**Page extract**:
Let’s look at V1 (sometimes called “decision speed”), the speed after which takeoff should be continued in the event of an abnormality during the takeoff roll. At V1, your right hand should be moved from the thrust levers to the yoke, as we are going flying. V1 is provided by the manufacturer and will vary with altitude, temperature and weight. Consult charts in the Normal Procedures Checklist and Aircraft Flight Manual (AFM) and set the airspeed “bug” on the copilot’s airspeed indicator if operating crew, and on the captain’s airspeed indicator if operating single pilot. With an Electronic Flight Information System (EFIS) equipped jet, this airspeed index will appear on both the pilot’s and copilot’s airspeed indicators. You might ask, “Why not stop the airplane if I still have useable runway ahead of me?” Statistically, high-speed aborted takeoffs are very dangerous. Tire traction, directional control and predictable braking action are poor. At V1, speed is adequate to safely fly the airplane and return to the departing airport or some other airport if desired. Again, we are committed to fly at V1.
Closely following V1 is Vr (rotate speed). Frequently, V1 and Vr may even be the same speed. If you rotate to the published initial pitch angle at Vr, the airplane will climb through 35 feet above the runway, with one engine not operating, within your published takeoff distance. In the vast majority of departures, you will have several times this published takeoff distance available and fortunately both engines are running. Consequently, we frequently rotate at Vr plus a few knots as a “long runway” procedure. This improves overall performance and handling.
V2 follows Vr, which is of consequence to us only in the event of an engine failure after V1. V2 is normally “bug’d” on the captain’s airspeed indicator and should be maintained after gear retraction. V2 is similar to best angle of climb speed with one engine inoperative. V2 should be flown to the altitude specified in the AFM, typically either 400 or 1,500 feet AGL. Upon reaching the specified altitude, the pitch angle should be reduced as is necessary to accelerate the aircraft without descending. As you accelerate through V2+10 kts, departure flaps are to be retracted. The last departure V speed to be targeted is Venr or Vyse. This speed is similar to best rate of climb speed with one engine inoperative. This speed would be flown if further single engine climb is required.

**Information shown**:

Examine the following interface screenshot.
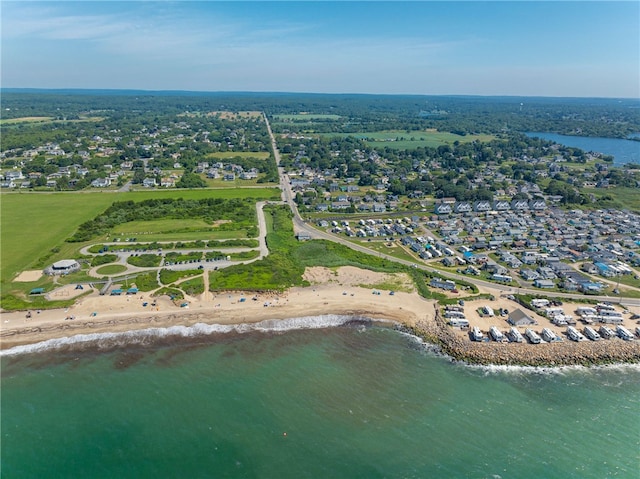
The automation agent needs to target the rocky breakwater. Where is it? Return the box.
[410,314,640,366]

**Check your understanding**:
(a) In the passage on takeoff V speeds, at what speed are the departure flaps retracted?
(b) Carry on writing the passage on takeoff V speeds from its final sentence.

**Written responses**:
(a) The departure flaps are retracted as the aircraft accelerates through V2+10 knots.

(b)
Two approach “V” speeds come into play, Vref and possibly Vapp. These speeds are a function of weight only. Vref is 1.3 stall speed in landing configuration and Vapp is 1.3 stall speed in the approach flaps configuration. This assumes we are not maneuvering the airplane and wings are level. These are minimum “approaching the threshold” speeds. Typical target speeds will be significantly higher away from the airport.
Flying the light jet is not that different from flying a light piston or turboprop twin, and completely within the skill capabilities of a well trained private owner. Approach speeds are similar and there are few operational differences. Be prepared to move thrust levers more aggressively, be aware of airspeed trends and know your power settings. Have a target airspeed in mind. Be prepared to set and fly specific airspeeds that apply precisely to current conditions. Finally, the right hand does not stay on the throttles until there is no useable runway left, as is the case in the light twin. Anything you do to the thrust levers after V1 will be wrong, so remove your hand and remove the temptation. On this class of airplane, we are going flying at V1.